(Written instruction):
Give every line of the material below as a numbered list, skipping blank lines and leaving out the pictures.

(Dataset entries):
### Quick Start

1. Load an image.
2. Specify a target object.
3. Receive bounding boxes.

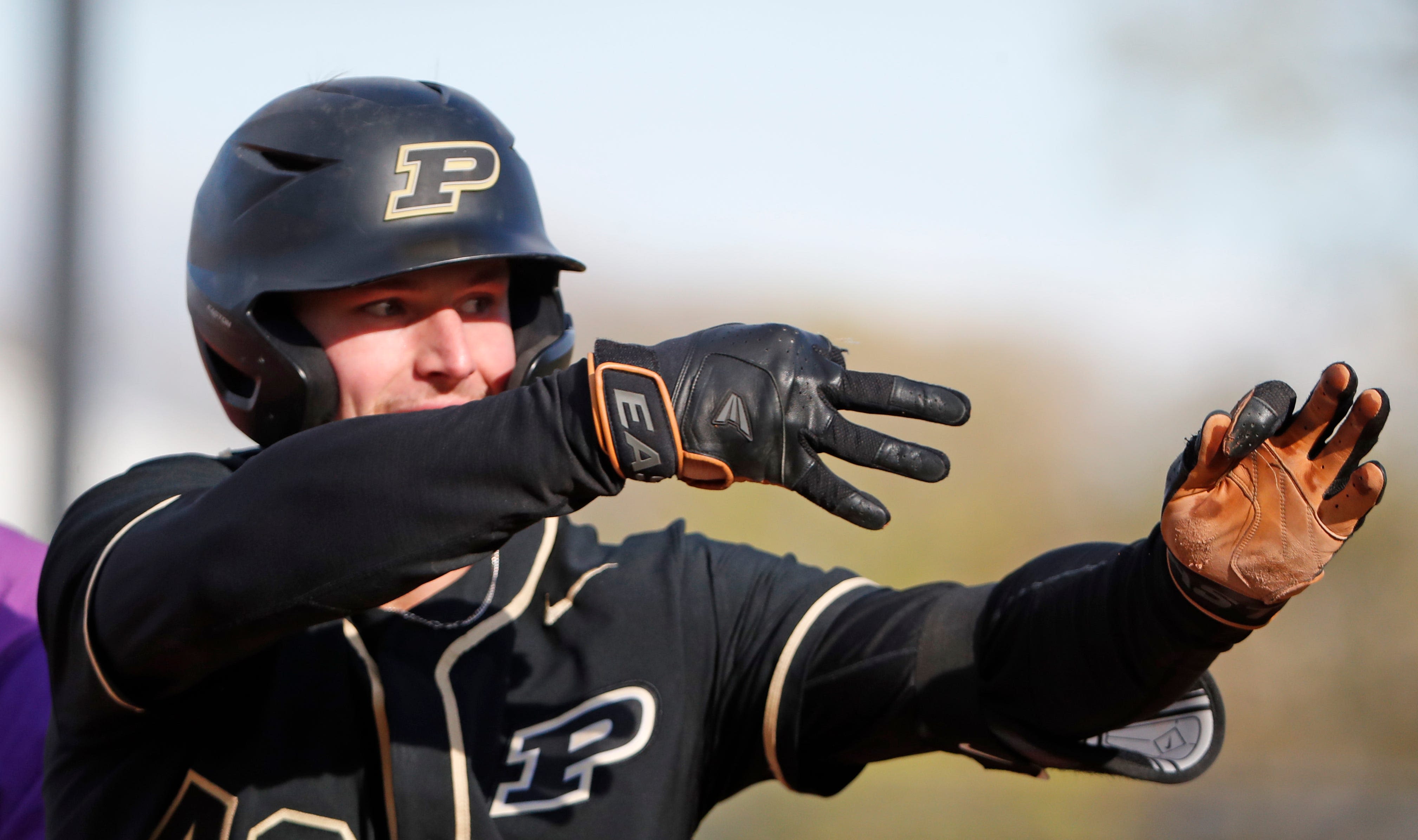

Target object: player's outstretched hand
[1161,363,1388,627]
[589,324,970,528]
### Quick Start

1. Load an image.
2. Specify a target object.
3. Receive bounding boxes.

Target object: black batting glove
[587,324,970,528]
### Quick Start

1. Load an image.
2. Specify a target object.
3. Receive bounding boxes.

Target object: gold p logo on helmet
[384,140,502,221]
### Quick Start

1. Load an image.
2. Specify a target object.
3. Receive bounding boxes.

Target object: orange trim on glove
[585,353,737,490]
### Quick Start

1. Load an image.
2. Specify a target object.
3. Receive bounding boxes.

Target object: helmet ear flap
[508,261,576,388]
[187,283,339,446]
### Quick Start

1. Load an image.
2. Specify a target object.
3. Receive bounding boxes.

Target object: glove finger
[1314,388,1388,499]
[834,370,970,426]
[1270,361,1359,457]
[1221,380,1295,460]
[1320,460,1388,530]
[793,457,891,531]
[1167,411,1237,490]
[812,415,950,482]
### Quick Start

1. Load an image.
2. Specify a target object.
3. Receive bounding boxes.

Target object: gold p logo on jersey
[384,140,502,221]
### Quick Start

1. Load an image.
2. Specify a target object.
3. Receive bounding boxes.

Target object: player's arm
[41,365,621,705]
[778,364,1388,792]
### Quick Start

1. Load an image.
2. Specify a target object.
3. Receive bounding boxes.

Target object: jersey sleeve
[698,524,1245,796]
[686,535,879,810]
[41,365,622,712]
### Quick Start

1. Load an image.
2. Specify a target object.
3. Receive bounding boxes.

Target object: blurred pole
[45,0,88,526]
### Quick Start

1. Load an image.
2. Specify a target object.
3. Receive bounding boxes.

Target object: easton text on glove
[1161,363,1388,629]
[587,324,970,528]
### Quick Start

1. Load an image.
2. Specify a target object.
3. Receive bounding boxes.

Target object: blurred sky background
[0,0,1418,837]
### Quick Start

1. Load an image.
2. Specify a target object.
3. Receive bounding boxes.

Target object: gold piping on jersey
[763,578,881,790]
[79,496,180,711]
[346,619,399,840]
[247,807,356,840]
[149,770,237,840]
[434,517,560,840]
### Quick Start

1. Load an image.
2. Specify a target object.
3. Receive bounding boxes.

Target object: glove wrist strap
[585,354,684,482]
[585,339,737,490]
[1167,548,1285,630]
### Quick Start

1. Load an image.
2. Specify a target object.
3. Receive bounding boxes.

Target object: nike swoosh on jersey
[542,562,620,627]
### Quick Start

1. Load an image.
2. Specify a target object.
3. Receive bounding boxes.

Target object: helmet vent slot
[242,143,335,173]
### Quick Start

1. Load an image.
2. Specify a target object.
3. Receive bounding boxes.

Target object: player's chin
[369,388,489,414]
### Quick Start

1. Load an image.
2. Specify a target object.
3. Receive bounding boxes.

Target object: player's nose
[414,307,477,384]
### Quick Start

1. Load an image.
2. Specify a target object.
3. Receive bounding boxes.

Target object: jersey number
[488,686,655,817]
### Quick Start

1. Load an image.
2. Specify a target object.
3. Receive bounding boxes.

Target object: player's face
[295,259,516,419]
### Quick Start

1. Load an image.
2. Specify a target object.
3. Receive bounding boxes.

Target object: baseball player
[40,78,1388,840]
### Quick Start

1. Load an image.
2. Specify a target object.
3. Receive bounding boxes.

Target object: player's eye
[360,298,404,317]
[458,295,492,314]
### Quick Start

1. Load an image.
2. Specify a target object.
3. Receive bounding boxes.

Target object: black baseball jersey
[40,371,1239,840]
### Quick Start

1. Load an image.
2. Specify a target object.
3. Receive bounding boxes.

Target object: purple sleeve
[0,526,50,840]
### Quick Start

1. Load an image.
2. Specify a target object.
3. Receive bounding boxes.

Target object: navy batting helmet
[187,78,585,445]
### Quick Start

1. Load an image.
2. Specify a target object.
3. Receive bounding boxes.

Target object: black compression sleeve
[976,528,1249,738]
[800,531,1248,776]
[69,364,621,703]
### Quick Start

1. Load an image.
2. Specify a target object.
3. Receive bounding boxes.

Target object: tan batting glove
[1161,363,1388,629]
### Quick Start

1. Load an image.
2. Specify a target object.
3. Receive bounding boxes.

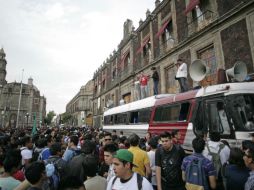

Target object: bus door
[203,96,235,139]
[227,94,254,140]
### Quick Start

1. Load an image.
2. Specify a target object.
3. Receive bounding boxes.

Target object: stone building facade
[0,48,46,127]
[66,80,93,126]
[93,0,254,127]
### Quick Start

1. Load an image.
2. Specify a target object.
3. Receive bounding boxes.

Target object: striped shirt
[244,171,254,190]
[181,153,216,177]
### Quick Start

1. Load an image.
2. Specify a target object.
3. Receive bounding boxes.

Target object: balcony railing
[188,10,215,37]
[160,37,175,55]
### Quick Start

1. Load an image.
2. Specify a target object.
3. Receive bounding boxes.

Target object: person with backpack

(Result of this task):
1. ### Quick Start
2. 1. Load an image.
3. 2. Specify a target object.
4. 3. Receive bounding boxes.
5. Target object: player's outstretched hand
6. [1161,363,1388,627]
7. [589,324,970,528]
8. ### Quick Start
9. 1. Load an image.
10. 2. Specify a target object.
11. 3. Receive bounding boxes.
12. Target object: black batting glove
13. [587,324,970,528]
14. ### Quick Start
15. 1. Load an image.
16. 2. Specify a target object.
17. 3. Receive bounding boxes.
18. Target object: gold p logo on helmet
19. [384,140,502,221]
20. ### Quick Start
21. 1. Load an image.
22. 2. Specify a target object.
23. 3. Receive bounding boxes.
24. Target object: orange trim on glove
25. [585,353,737,490]
26. ### Quick Start
27. 1. Load an image.
28. 2. Specify a target object.
29. 3. Receive bounding boxes.
30. Target object: helmet ear flap
31. [508,261,576,388]
32. [187,283,339,446]
33. ### Quick Start
34. 1. Load an image.
35. 2. Specify a target object.
36. 3. Receive bounding boxes.
37. Target object: glove finger
38. [1314,388,1388,499]
39. [834,370,970,426]
40. [1270,361,1359,457]
41. [1221,380,1295,460]
42. [1320,460,1388,530]
43. [793,457,891,531]
44. [1167,411,1237,490]
45. [812,415,950,482]
46. ### Quick Start
47. 1. Load an image.
48. 2. Specify a target object.
49. 3. Receive bounding boxes.
50. Target object: gold p logo on jersey
51. [384,140,502,221]
52. ### Quick Start
53. 1. Load an image.
54. 2. Specify a target object.
55. 3. Receive bounding boxes.
56. Target object: player's arm
57. [41,365,621,705]
58. [778,364,1388,792]
59. ### Quick Start
60. 1. Load an image.
61. 2. Specify a target object.
62. 3. Receive bounding boxes.
63. Target object: jersey sleeve
64. [698,524,1245,796]
65. [686,535,879,810]
66. [41,365,622,712]
67. ### Quick Start
68. 1. Load an image.
69. 2. Specify a target object.
70. 3. Receive bounding boxes.
71. Target object: blurred pole
72. [45,0,88,526]
73. ### Quick Start
74. 1. Load an image.
75. 2. Specify a target object.
76. 3. Receive bounding boxes.
77. Target object: easton text on glove
78. [1161,363,1388,629]
79. [587,324,970,528]
80. ### Quick Start
81. 1. Load an image.
82. 2. Specify a target object.
83. 3. Receive bounding boxes.
84. Target object: blurred sky background
85. [0,0,1418,837]
86. ### Quick Start
87. 1. Load an image.
88. 2. Specify a target object.
89. 3. Receive bounding boxes.
90. Target object: gold piping on jersey
91. [763,578,881,790]
92. [79,496,180,711]
93. [346,619,399,840]
94. [247,807,356,840]
95. [149,770,237,840]
96. [434,517,560,840]
97. ### Quick Start
98. 1. Load an image.
99. 2. Specify a target object.
100. 3. Receive bounding boxes.
101. Target object: glove wrist strap
102. [585,354,684,482]
103. [585,339,737,490]
104. [1167,548,1285,630]
105. ### Quick Start
106. 1. Load an image.
107. 2. Specify a target object.
108. 3. Receive bounding boxes.
109. Target object: nike swoosh on jersey
110. [542,562,620,627]
111. ### Quick Start
112. 1. Load an image.
113. 2. Specify a target object.
114. 3. Receive bounding boxes.
115. Target object: helmet vent slot
116. [242,143,335,173]
117. ### Quick Start
118. 1. Load an image.
119. 2. Specify a target object.
120. 3. Receive bounding boxes.
121. Target object: player's chin
122. [369,388,489,414]
123. ### Quick Start
124. 1. Load an image.
125. 2. Specify a target object.
126. 3. Receive bounding boxes.
127. Target object: player's nose
128. [414,307,477,384]
129. ### Quick Start
130. 1. Load an image.
131. 2. Specify a target object.
132. 3. Receive bounding boxes.
133. Target object: jersey number
134. [488,686,655,817]
135. ### Quick Start
136. 1. Load an image.
137. 2. Specify a target object.
138. 3. Receive bounding boxes.
139. Target object: player's face
140. [295,259,516,419]
141. ### Quick Start
142. 1. Load an image.
143. 2. Specify a target object.
144. 3. Receive bounding boxes.
145. Target object: baseball player
146. [40,78,1388,840]
147. ### Quick Start
148. 1. Load an image.
149. 2. Specify a target object.
150. 3. Receive bounding boxes.
151. Target object: player's eye
152. [360,298,404,317]
153. [458,295,492,314]
154. ### Quick Start
155. 1. Load an image.
156. 2. Specify a target object.
157. 3. Receive bounding boxes.
158. Target object: black baseball jersey
159. [40,371,1239,840]
160. ### Quick Start
161. 1. Load an image.
162. 2. Specify a target object.
163. 3. Receive bounding boxes.
164. Target object: purple sleeve
165. [0,526,50,840]
166. ### Quick Start
167. 1. Load an image.
168. 2. Specify a target object.
169. 3. Receive bounding boxes.
170. Target object: navy batting helmet
171. [187,78,585,445]
172. ### Quick Start
173. 1. Load an image.
174. 2. Specify a target object.
175. 3. Receive bounding boxes.
176. Target object: black compression sleeve
177. [976,528,1249,738]
178. [800,531,1248,776]
179. [69,364,621,703]
180. ### Quick Start
181. 1. Load an image.
182. 2. Specify a target object.
183. 3. Receive bounding boxes.
184. Target object: tan batting glove
185. [1161,363,1388,629]
186. ### Quick Start
187. 1. Load an image.
188. 2. Specify a target object.
189. 3. Receive bounding boxes.
190. Target object: bus door
191. [203,96,235,139]
192. [227,94,254,140]
193. ### Quick Start
194. 1. Load an image.
195. 2. Specify a target object.
196. 3. Receive bounding boxes.
197. Target object: stone building facade
198. [0,48,46,127]
199. [66,80,93,126]
200. [93,0,254,127]
201. ### Quick Start
202. 1. Load an image.
203. 2. Specify a target object.
204. 3. Receive bounding boxes.
205. Target object: striped shirt
206. [244,171,254,190]
207. [181,153,216,177]
208. ### Quick Start
209. 1. Load an image.
210. 2. Specify a target object.
211. 3. Receive bounding boxes.
212. Target object: balcony railing
213. [188,10,215,37]
214. [160,37,175,55]
215. ### Quick Start
216. 1. Load an image.
217. 2. Specify a target object.
218. 3. Receive bounding boxes.
219. Target object: person with backpack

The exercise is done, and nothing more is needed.